- Stated problem -
All entries must be extracted exactly, with nothing added or dropped.
***
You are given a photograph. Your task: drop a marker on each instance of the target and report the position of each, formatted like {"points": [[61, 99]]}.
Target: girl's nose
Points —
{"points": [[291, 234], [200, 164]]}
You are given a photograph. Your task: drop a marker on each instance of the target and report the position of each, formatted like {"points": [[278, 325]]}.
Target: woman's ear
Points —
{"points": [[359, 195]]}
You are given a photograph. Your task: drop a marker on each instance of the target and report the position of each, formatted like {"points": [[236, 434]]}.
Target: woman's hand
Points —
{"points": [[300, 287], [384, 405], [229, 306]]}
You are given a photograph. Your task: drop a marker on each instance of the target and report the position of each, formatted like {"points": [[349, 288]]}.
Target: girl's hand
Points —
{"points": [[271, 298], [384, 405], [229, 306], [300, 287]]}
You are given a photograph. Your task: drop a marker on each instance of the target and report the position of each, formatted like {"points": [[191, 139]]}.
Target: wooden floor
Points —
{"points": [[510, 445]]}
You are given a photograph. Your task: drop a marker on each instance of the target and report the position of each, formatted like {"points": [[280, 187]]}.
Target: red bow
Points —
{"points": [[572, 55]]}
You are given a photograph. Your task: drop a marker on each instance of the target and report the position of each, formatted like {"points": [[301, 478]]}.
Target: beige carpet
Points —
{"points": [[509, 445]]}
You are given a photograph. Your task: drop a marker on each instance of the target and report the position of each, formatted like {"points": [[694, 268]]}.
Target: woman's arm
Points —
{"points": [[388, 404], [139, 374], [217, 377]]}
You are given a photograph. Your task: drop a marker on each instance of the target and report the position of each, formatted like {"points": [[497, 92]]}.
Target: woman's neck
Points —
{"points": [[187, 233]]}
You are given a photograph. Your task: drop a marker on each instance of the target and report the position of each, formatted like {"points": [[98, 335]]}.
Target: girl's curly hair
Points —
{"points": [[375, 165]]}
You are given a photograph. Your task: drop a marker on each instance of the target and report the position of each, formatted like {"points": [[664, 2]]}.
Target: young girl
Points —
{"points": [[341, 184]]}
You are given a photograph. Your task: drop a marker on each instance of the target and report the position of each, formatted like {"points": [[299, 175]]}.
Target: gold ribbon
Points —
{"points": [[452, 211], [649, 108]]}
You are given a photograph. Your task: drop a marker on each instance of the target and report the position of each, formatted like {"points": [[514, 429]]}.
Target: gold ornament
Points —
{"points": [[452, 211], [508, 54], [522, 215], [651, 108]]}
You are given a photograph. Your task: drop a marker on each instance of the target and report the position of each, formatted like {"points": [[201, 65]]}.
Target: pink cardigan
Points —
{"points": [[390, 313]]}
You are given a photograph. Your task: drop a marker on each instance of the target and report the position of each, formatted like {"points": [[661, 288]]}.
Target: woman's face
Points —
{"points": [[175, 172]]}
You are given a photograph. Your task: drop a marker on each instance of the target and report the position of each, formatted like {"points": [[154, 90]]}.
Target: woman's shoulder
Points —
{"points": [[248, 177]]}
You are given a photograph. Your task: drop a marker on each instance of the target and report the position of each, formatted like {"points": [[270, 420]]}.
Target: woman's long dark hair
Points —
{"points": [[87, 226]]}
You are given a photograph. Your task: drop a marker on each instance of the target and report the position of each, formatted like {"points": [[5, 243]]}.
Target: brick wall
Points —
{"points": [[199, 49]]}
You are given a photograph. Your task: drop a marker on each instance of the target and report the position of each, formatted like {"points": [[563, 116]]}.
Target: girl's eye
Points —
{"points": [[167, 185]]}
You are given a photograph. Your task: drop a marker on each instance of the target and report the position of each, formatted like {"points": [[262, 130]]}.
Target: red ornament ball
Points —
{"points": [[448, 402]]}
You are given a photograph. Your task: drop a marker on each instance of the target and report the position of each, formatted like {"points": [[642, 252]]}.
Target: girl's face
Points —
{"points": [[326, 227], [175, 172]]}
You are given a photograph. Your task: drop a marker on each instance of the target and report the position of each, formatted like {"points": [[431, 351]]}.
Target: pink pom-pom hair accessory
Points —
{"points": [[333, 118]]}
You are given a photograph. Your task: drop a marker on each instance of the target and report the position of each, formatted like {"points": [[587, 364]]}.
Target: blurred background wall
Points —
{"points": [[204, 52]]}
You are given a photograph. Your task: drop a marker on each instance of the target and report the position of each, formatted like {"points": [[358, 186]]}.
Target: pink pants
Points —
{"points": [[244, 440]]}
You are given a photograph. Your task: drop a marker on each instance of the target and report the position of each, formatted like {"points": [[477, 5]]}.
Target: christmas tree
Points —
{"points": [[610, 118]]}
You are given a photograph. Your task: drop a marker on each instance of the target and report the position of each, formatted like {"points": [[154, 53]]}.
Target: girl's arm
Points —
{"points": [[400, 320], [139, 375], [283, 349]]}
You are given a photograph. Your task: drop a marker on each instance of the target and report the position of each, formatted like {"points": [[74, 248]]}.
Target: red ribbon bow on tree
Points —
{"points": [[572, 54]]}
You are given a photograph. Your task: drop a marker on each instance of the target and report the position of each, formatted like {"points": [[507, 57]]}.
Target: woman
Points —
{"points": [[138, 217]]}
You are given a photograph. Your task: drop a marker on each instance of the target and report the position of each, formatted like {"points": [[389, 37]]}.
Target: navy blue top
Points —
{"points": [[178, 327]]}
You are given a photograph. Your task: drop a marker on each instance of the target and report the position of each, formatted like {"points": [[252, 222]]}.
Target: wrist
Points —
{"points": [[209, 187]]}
***
- Expected output -
You are given a photograph. Your task: drop a marker on each instance of the target and report the position of each, formatted like {"points": [[61, 99]]}.
Target: girl's nose
Points —
{"points": [[291, 234], [200, 164]]}
You are given a photograph. Your task: drop a marker on each instance of the target and report the position of each, formatted like {"points": [[278, 325]]}.
Target: woman's ear
Points —
{"points": [[359, 195]]}
You are given a photograph. Your task: drop a marker on each instance of the target and report the position of each, formatted like {"points": [[236, 434]]}.
Target: woman's hand
Points —
{"points": [[300, 287], [384, 405], [229, 306]]}
You are given a photograph. Your task: drop a marker on each instance of the target and report the position of each, formatted like {"points": [[349, 288]]}.
Target: girl's hand
Points —
{"points": [[271, 298], [384, 405], [229, 306], [300, 287]]}
You are given a photograph. Your task: drop a marker on each instance of the target and report the position of each, formatted like {"points": [[191, 139]]}.
Target: wooden floor
Points —
{"points": [[510, 445]]}
You are given a photograph. Your task: drop a marker on each instance of the target and report the position of each, formatted like {"points": [[280, 187]]}.
Target: red bow
Points —
{"points": [[572, 55]]}
You are given a photograph. Your task: drop a marker on each instance of the target and report the position of each, formatted like {"points": [[301, 478]]}.
Target: beige carpet
Points —
{"points": [[509, 445]]}
You are given a photograph. Your task: drop a marker on each instance of the target and report the position of each, formatted like {"points": [[694, 268]]}.
Target: woman's arm
Points —
{"points": [[388, 404], [139, 374], [217, 377]]}
You are given a photograph. Your task: drop a marker on each instance of the target and report the position of each, formatted like {"points": [[497, 92]]}.
Target: woman's neck
Points —
{"points": [[187, 233]]}
You are given a photograph. Your task: drop a marker on each instance of the target and report the position of each, formatted like {"points": [[98, 335]]}.
Target: girl's curly hair
Points —
{"points": [[375, 165]]}
You are given a photograph. Your task: drop a marker on each instance of the target and report the position of each, formatted like {"points": [[664, 2]]}.
Target: young girl
Points —
{"points": [[341, 184]]}
You are given a photograph. Your task: drop a marker on each instance of the target and report the position of each, formatted like {"points": [[299, 175]]}.
Target: gold ribbon
Points —
{"points": [[452, 211], [649, 108]]}
You are given a photograph. Your task: drop a marker on each instance of the target and report the position of each, formatted like {"points": [[514, 429]]}.
Target: gold ornament
Points —
{"points": [[452, 211], [508, 54], [522, 215], [651, 108]]}
You are given a photograph. Your task: drop a marker on each instance of the target and report the position of each, formatted like {"points": [[201, 65]]}.
Target: pink cardigan
Points —
{"points": [[390, 313]]}
You are given a photograph. Your task: drop a marker on each instance of the target and report the position of each, formatted like {"points": [[661, 288]]}.
Target: woman's face
Points —
{"points": [[175, 172]]}
You are given a photograph. Your task: drop a marker on each instance of the target and report the position of each, formatted like {"points": [[154, 90]]}.
Target: woman's shoulder
Points —
{"points": [[248, 177]]}
You are given a photograph. Your task: drop a marker on each instance of the target and report the position of each, formatted like {"points": [[270, 420]]}.
Target: woman's long dark hair
Points —
{"points": [[87, 226]]}
You are given a photograph. Your task: drop a marker on each instance of the target and report the position of each, formatted like {"points": [[5, 243]]}.
Target: brick wall
Points —
{"points": [[199, 49]]}
You are given a photograph. Your task: drop a marker on each instance of the target and report the position of each, formatted like {"points": [[563, 116]]}.
Target: girl's eye
Points —
{"points": [[167, 185]]}
You are given a photograph. Your task: drop a marker on each instance of the target and report the position of each, formatted like {"points": [[262, 130]]}.
Target: red ornament ball
Points —
{"points": [[448, 402]]}
You are given a photograph. Your task: drop a marker on each instance of the target and report the position of each, formatted like {"points": [[642, 252]]}.
Target: girl's face
Points —
{"points": [[326, 227], [175, 172]]}
You are given a photograph. Your task: drop a marker on each instance of the target and report the position of each, formatted like {"points": [[431, 351]]}.
Target: pink pom-pom hair accessory
Points —
{"points": [[333, 118]]}
You are given a photograph. Your task: drop a marker on each instance of the target and report the position of each, formatted like {"points": [[587, 364]]}.
Target: blurred background wall
Points —
{"points": [[204, 52]]}
You are given a photograph. Your task: drop a marker on each instance of the target and report the position of each, formatted like {"points": [[358, 186]]}.
Target: pink pants
Points —
{"points": [[244, 440]]}
You are given a photograph. Your task: drop a marker on each instance of the target and report the position of each, formatted like {"points": [[477, 5]]}.
Target: christmas tree
Points —
{"points": [[610, 118]]}
You are given a photograph. Your task: drop a marker on each instance of the target and report the position of each, formatted like {"points": [[154, 53]]}.
Target: girl's arm
Points —
{"points": [[400, 320], [139, 375], [283, 349]]}
You are given a photograph. Your task: drop a marker on each instance of the target and report the position of each, formatted like {"points": [[74, 248]]}.
Target: red ribbon bow on tree
Points —
{"points": [[572, 54]]}
You are given a photograph. Your task: drop a marker on each instance of the target and report the position of each, formatted like {"points": [[507, 57]]}.
Target: woman
Points —
{"points": [[138, 217]]}
You are given a photograph. Your task: drop a marker on each instance of the target and report the position of each, formatted like {"points": [[389, 37]]}.
Target: navy blue top
Points —
{"points": [[178, 327]]}
You are given a photograph. Your task: drop a marker on each instance of the target and report the position of each, formatted like {"points": [[252, 222]]}.
Target: wrist
Points —
{"points": [[209, 187]]}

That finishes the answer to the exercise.